#### Exercise instructions
Copy out the episode transcript below from "NO SHACKS, NO" up to and including "LIVE INSIDE IT.", keeping every word and mark unchanged.

#### Excerpt to read
[START]

PUT ON SOME CLEAN UNDIES,

CUZ THINGS ARE ABOUT

TO GET WILD.

YEEEAAH!

14 SPANKIN' FRESH CONTESTANTS

AND A TOTALLY

BRAND NEW LOCATION:

A CREE ISLAND

IN WESTERN CANADA!

AS YOU MIGHT RECALL,



DURING OUR HEROES VS. VILLAINS

FINALE,

SOMEONE - AND I PREFER

TO REMAIN NAMELESS -

ACCIDENTALLY DESTROYED

OUR OLD ISLAND.

SO THIS... IS WHERE WE LANDED.

NO SHACKS, NO SHOWERS,

NO HOTELS, NO HOT TUB!

THE ONLY THINGS

WE MANAGED TO SAVE

WERE THE OUTHOUSE CONFESSIONAL.

AND THE HORRIFIC BUTT SMELLS

THAT LIVE INSIDE IT.



INTERN:

(GASPS FOR AIR)

IT'LL BE THE ROUGHINGEST

ROUGHING IT

THAT'S EVER BEEN ROUGHED

ON TOTAL DRAMA!

SO BUCKLE UP.

THIS IS TOTAL... DRAMA...

PAHKITEW ISLAND!

♪♪♪

♪ I wanna be ♪

♪ I wanna be ♪

♪ I wanna be famous ♪

♪ I wanna be ♪

♪ I wanna be ♪

♪ I wanna be famous ♪

(Whistling chorus)

(ENGINE WHIRRING)

(CREAKING)

ELLA:

(HUMMING)

WANT SOME GUM?

YOUR OFFER OF SIMPLE

CONFECTIONERY

WILL NOT SAVE YOU

FROM THE PURE EVIL OF ME!

BUT YES, THANK YOU.

(CHEWING)

HM.

(COUGHS, SPITS)

(DEEP INHALE)

CINNAMON!

THERE IS NO NEED FOR YOU

TO BE THAT SPICY!

HEHEH. THAT GUY'S A LITTLE

WEIR-D.

EXPERIAMUS!

I KNOW MANY SPELLS

TO WARD OFF EVIL.

OH... GOOD?

ELLA:

AND THERE'S NOTHING THAT CAN'T

BE MADE SWEETER WITH A SONG!

(SNOW WHITE-ESQUE)

AAAAHHHAHHAHHAAAAHHHH!

BEARDO:

(BEATBOX IN A HIGH FALSETTO)

SONNNNNNNG.

UGH. SWITCH SEATS WITH ME

RIGHT NOW!

(SIGHS)

(GASP) GIANT!

ARE YOU AND I GONNA

HAVE A PROBLEM?

SWITCH BACK. NOW!

TOPHER:

CHRIS? YO, CHRIS?

WHAT THE...

I DON'T GET IT.

CHRIS!

CHRIS HAS GOTTA BE HERE

SOMEWHERE!

ANYONE SEEN CHRIS?

YOU SEEN CHRIS?

STOP YOUR FIGITTIN'.

YOU SCUFF MY PAGEANT SHOES

AND I'LL TOSS YOU

OUT THE WINDOW!

[END]

#### Record extracts
[START]

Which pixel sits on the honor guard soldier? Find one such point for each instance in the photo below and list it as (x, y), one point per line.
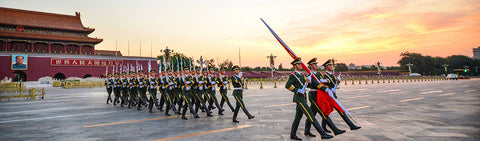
(211, 82)
(161, 87)
(222, 85)
(332, 83)
(238, 84)
(152, 90)
(117, 87)
(124, 89)
(171, 84)
(312, 96)
(109, 86)
(142, 89)
(132, 89)
(199, 92)
(186, 82)
(296, 83)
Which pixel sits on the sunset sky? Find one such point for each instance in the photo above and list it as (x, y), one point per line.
(359, 32)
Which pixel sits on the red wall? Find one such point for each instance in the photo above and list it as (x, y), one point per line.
(40, 67)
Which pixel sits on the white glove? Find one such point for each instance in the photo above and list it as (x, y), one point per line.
(330, 93)
(302, 91)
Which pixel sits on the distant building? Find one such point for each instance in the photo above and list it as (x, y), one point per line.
(476, 53)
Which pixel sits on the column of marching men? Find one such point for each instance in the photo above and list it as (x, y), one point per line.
(179, 91)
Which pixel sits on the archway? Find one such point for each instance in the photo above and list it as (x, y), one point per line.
(87, 76)
(60, 76)
(22, 76)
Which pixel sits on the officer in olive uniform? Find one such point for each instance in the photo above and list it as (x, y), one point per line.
(152, 90)
(117, 86)
(142, 89)
(109, 86)
(132, 89)
(186, 82)
(170, 85)
(312, 96)
(332, 83)
(211, 81)
(222, 85)
(238, 84)
(124, 89)
(296, 83)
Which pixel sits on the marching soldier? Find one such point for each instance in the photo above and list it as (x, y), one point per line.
(117, 84)
(186, 86)
(332, 83)
(124, 89)
(212, 80)
(199, 91)
(108, 85)
(142, 89)
(132, 89)
(238, 85)
(296, 83)
(171, 84)
(161, 87)
(312, 96)
(223, 90)
(152, 90)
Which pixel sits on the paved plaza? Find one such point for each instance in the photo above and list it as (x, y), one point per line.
(428, 110)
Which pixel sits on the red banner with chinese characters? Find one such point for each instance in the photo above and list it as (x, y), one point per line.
(84, 62)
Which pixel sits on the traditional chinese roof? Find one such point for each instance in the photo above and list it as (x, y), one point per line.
(39, 36)
(26, 18)
(108, 52)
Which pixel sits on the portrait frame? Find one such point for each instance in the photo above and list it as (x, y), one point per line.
(22, 66)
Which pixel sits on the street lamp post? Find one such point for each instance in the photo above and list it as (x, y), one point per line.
(410, 67)
(272, 62)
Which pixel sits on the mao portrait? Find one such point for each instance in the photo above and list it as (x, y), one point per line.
(19, 62)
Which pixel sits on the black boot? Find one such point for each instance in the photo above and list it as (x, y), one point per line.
(332, 126)
(307, 132)
(349, 122)
(324, 126)
(293, 133)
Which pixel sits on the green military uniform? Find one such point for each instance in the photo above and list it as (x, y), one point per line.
(211, 81)
(238, 89)
(186, 86)
(222, 85)
(295, 83)
(332, 81)
(108, 85)
(152, 90)
(117, 87)
(142, 91)
(198, 93)
(124, 90)
(312, 96)
(171, 84)
(132, 88)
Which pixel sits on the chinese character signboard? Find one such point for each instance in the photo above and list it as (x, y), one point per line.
(84, 62)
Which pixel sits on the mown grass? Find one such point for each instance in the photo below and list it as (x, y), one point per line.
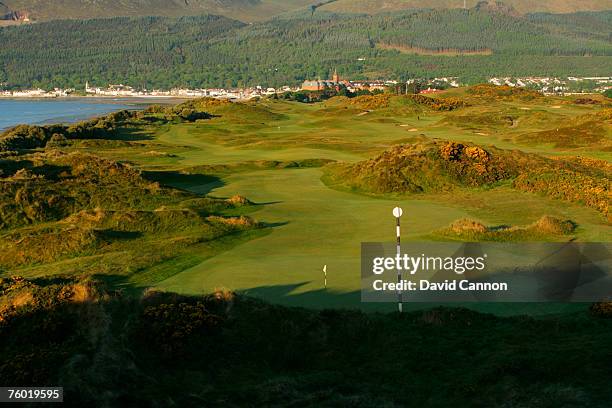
(270, 152)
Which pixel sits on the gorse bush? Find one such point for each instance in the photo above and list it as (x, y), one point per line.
(440, 166)
(545, 228)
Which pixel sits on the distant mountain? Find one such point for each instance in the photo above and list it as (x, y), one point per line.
(210, 51)
(245, 10)
(258, 10)
(518, 6)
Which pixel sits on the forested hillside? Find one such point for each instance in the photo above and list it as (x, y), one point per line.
(520, 6)
(257, 10)
(216, 51)
(244, 10)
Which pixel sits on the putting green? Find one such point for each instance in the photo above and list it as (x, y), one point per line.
(314, 226)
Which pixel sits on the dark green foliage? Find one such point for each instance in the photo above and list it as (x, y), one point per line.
(441, 166)
(106, 127)
(214, 51)
(108, 349)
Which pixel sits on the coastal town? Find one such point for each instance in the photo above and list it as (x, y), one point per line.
(546, 85)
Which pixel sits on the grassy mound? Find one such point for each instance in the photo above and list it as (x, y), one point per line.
(56, 206)
(435, 166)
(110, 349)
(503, 92)
(442, 166)
(547, 227)
(51, 186)
(397, 103)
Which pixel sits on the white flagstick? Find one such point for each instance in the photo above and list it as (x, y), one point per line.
(397, 213)
(325, 274)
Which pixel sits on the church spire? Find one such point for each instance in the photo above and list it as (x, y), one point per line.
(336, 77)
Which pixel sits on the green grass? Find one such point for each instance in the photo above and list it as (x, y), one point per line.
(308, 224)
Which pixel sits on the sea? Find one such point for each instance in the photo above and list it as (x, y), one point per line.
(66, 110)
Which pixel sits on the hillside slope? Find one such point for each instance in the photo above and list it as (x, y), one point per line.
(226, 350)
(215, 51)
(246, 10)
(258, 10)
(521, 6)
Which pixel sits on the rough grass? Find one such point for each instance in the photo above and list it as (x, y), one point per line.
(545, 228)
(441, 166)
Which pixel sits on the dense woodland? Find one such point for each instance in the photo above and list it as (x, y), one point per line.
(208, 51)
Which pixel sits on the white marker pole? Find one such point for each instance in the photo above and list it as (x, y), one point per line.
(325, 275)
(397, 213)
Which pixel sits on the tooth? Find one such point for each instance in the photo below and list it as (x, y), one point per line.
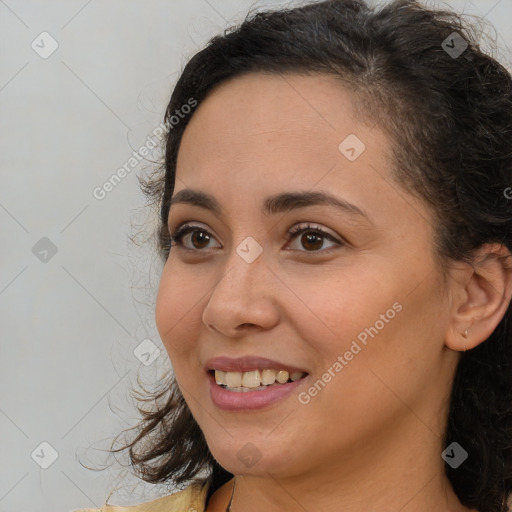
(282, 376)
(220, 377)
(233, 379)
(251, 379)
(268, 377)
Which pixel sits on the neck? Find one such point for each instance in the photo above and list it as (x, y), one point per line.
(409, 476)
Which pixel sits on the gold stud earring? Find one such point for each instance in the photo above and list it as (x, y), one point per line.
(465, 336)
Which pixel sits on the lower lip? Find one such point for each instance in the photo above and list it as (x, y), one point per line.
(239, 401)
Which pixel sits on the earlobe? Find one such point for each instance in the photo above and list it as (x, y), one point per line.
(485, 298)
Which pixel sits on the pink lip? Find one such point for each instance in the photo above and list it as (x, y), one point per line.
(234, 401)
(248, 363)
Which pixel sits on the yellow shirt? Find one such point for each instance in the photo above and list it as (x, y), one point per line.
(190, 499)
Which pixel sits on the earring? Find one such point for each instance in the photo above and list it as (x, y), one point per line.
(465, 336)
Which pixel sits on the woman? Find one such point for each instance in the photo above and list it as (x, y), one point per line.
(335, 301)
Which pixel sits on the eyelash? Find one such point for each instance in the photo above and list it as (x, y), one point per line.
(176, 238)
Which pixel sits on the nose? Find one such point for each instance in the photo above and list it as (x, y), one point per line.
(243, 299)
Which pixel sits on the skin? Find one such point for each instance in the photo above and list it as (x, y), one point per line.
(371, 439)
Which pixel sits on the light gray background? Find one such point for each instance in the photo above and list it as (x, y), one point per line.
(70, 325)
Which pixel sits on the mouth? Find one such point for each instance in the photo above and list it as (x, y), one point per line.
(254, 380)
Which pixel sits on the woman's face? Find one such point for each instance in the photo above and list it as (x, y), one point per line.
(358, 308)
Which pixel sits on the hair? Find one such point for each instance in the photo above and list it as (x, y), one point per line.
(449, 120)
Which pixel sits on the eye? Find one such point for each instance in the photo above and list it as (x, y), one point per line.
(312, 238)
(200, 237)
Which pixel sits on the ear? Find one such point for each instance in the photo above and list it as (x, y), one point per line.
(481, 293)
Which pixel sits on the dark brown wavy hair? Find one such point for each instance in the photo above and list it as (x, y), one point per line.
(449, 118)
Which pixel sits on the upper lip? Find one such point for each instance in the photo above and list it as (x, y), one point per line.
(248, 363)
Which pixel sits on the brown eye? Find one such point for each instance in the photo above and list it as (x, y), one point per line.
(199, 237)
(313, 238)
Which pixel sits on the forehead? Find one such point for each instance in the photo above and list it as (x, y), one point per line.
(273, 125)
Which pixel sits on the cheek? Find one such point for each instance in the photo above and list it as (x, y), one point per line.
(176, 311)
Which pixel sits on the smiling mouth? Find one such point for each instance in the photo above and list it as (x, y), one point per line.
(254, 380)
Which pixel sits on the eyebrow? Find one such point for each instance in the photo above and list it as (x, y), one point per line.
(279, 203)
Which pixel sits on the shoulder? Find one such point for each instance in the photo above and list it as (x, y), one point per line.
(190, 499)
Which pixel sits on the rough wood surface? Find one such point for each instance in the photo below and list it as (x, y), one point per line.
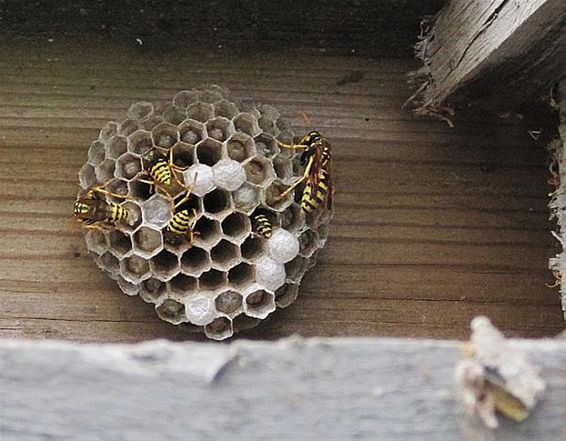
(289, 390)
(433, 226)
(504, 52)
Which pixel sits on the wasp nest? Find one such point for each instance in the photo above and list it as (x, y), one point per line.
(230, 277)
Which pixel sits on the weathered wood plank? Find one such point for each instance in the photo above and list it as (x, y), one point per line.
(290, 390)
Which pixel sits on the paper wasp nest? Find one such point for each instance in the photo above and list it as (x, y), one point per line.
(231, 277)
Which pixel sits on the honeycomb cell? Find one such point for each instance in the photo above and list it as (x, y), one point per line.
(241, 275)
(140, 143)
(147, 242)
(157, 211)
(266, 145)
(241, 147)
(87, 176)
(236, 226)
(128, 166)
(246, 198)
(165, 265)
(228, 302)
(182, 286)
(96, 153)
(286, 295)
(116, 146)
(152, 289)
(226, 109)
(200, 310)
(194, 261)
(105, 171)
(219, 128)
(219, 329)
(209, 152)
(140, 111)
(228, 174)
(165, 135)
(246, 122)
(269, 273)
(171, 311)
(253, 248)
(212, 280)
(119, 243)
(134, 269)
(259, 171)
(200, 111)
(282, 246)
(259, 304)
(96, 241)
(192, 131)
(224, 255)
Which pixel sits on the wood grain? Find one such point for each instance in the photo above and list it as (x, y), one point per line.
(433, 226)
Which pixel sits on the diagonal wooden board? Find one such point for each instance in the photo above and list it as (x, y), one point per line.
(433, 226)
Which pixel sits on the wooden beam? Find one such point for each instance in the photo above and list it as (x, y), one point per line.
(504, 52)
(318, 389)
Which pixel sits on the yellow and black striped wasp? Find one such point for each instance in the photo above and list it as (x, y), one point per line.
(94, 212)
(317, 162)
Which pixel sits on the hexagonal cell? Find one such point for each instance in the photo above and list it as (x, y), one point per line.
(246, 198)
(151, 289)
(134, 269)
(128, 127)
(308, 243)
(165, 135)
(286, 295)
(236, 226)
(269, 273)
(259, 304)
(208, 231)
(259, 171)
(241, 147)
(117, 145)
(241, 275)
(140, 142)
(219, 329)
(87, 176)
(165, 265)
(212, 280)
(127, 166)
(228, 302)
(119, 243)
(171, 311)
(96, 153)
(253, 248)
(192, 131)
(228, 174)
(96, 241)
(209, 152)
(266, 145)
(109, 262)
(225, 108)
(200, 111)
(296, 269)
(141, 110)
(108, 131)
(219, 128)
(157, 211)
(147, 242)
(246, 122)
(224, 255)
(195, 260)
(182, 285)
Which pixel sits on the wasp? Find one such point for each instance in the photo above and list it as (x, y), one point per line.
(317, 163)
(262, 225)
(93, 212)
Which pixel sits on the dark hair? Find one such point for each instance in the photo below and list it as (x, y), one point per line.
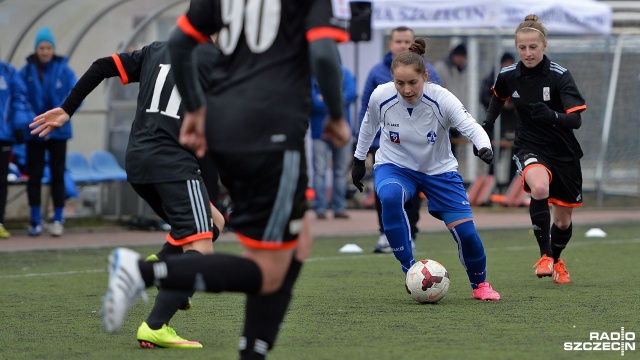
(531, 24)
(461, 49)
(400, 29)
(413, 56)
(507, 56)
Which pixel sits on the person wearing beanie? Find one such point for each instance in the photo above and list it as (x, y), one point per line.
(49, 79)
(14, 110)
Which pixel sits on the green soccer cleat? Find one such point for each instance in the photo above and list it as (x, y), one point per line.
(165, 337)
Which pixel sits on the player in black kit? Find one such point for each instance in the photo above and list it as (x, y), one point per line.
(256, 121)
(164, 173)
(545, 148)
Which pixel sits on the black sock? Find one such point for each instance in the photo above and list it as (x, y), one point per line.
(541, 221)
(264, 315)
(559, 240)
(210, 273)
(168, 302)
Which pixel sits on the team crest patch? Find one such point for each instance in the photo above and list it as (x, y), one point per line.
(431, 137)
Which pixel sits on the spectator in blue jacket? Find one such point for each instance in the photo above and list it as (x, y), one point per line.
(49, 80)
(14, 112)
(321, 149)
(399, 41)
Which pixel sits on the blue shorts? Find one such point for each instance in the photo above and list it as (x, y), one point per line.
(445, 192)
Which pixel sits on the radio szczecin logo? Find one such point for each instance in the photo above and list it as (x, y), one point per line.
(605, 341)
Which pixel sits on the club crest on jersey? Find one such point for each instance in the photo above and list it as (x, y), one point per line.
(546, 93)
(431, 137)
(394, 136)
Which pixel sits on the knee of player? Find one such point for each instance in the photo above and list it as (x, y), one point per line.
(391, 195)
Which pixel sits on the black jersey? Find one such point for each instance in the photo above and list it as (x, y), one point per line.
(154, 153)
(265, 54)
(554, 86)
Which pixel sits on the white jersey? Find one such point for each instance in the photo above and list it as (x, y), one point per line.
(416, 136)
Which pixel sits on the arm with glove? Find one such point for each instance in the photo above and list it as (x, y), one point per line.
(540, 112)
(368, 129)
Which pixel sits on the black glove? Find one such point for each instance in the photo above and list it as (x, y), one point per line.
(485, 154)
(488, 128)
(357, 173)
(18, 135)
(541, 112)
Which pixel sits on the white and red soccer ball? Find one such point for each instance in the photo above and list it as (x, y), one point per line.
(427, 281)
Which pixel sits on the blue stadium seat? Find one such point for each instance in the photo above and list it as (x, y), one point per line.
(105, 164)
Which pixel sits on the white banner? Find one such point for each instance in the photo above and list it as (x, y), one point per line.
(388, 14)
(579, 17)
(573, 17)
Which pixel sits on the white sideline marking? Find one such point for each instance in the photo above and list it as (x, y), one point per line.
(357, 257)
(64, 273)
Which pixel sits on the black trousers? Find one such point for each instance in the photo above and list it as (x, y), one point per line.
(36, 160)
(5, 155)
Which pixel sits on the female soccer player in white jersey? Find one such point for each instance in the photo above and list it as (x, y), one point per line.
(415, 155)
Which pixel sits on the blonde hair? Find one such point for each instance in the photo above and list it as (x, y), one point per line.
(413, 56)
(530, 24)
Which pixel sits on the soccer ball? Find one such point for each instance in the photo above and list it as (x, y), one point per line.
(427, 281)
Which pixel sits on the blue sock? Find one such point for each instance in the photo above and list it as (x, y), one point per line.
(36, 216)
(57, 214)
(396, 223)
(471, 252)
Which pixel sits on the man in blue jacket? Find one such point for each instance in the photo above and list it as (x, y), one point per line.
(321, 149)
(399, 41)
(49, 80)
(14, 110)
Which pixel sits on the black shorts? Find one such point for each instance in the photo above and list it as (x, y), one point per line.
(267, 193)
(565, 188)
(184, 205)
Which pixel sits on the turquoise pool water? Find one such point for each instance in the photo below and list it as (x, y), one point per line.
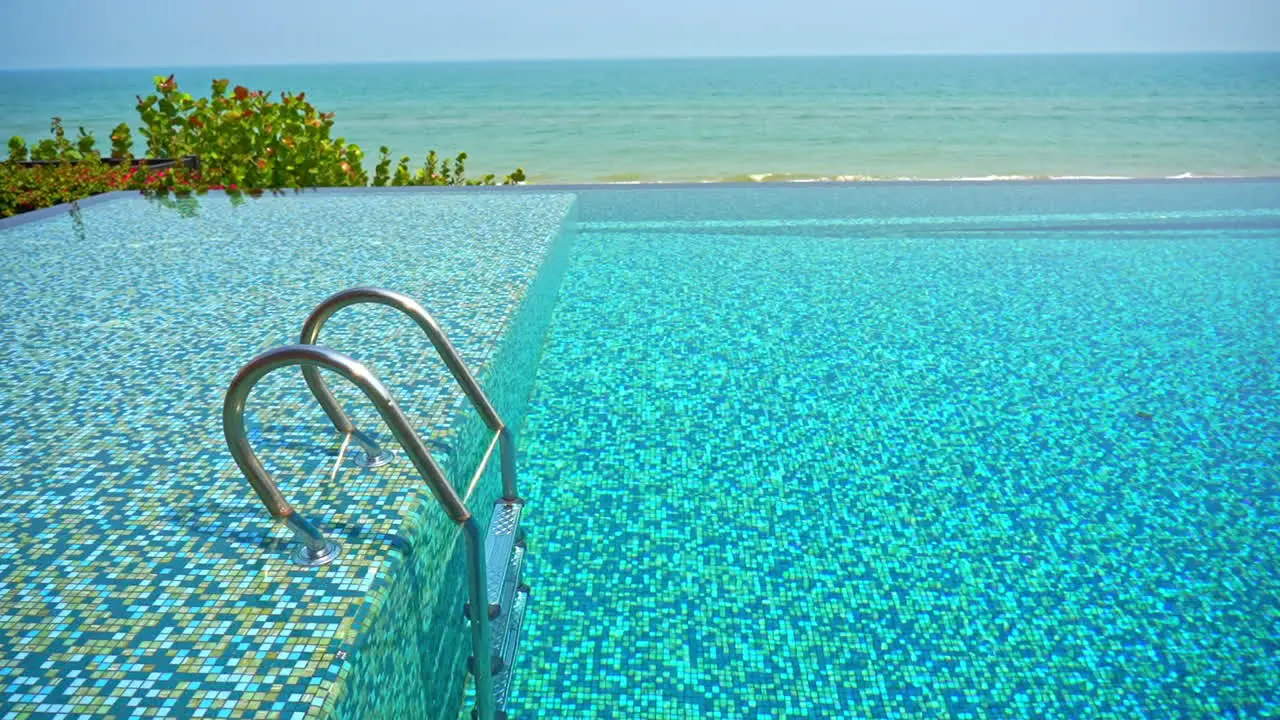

[END]

#### Task answer
NO SHACKS, NO SHOWERS,

NO HOTELS, NO HOT TUB!

THE ONLY THINGS

WE MANAGED TO SAVE

WERE THE OUTHOUSE CONFESSIONAL.

AND THE HORRIFIC BUTT SMELLS

THAT LIVE INSIDE IT.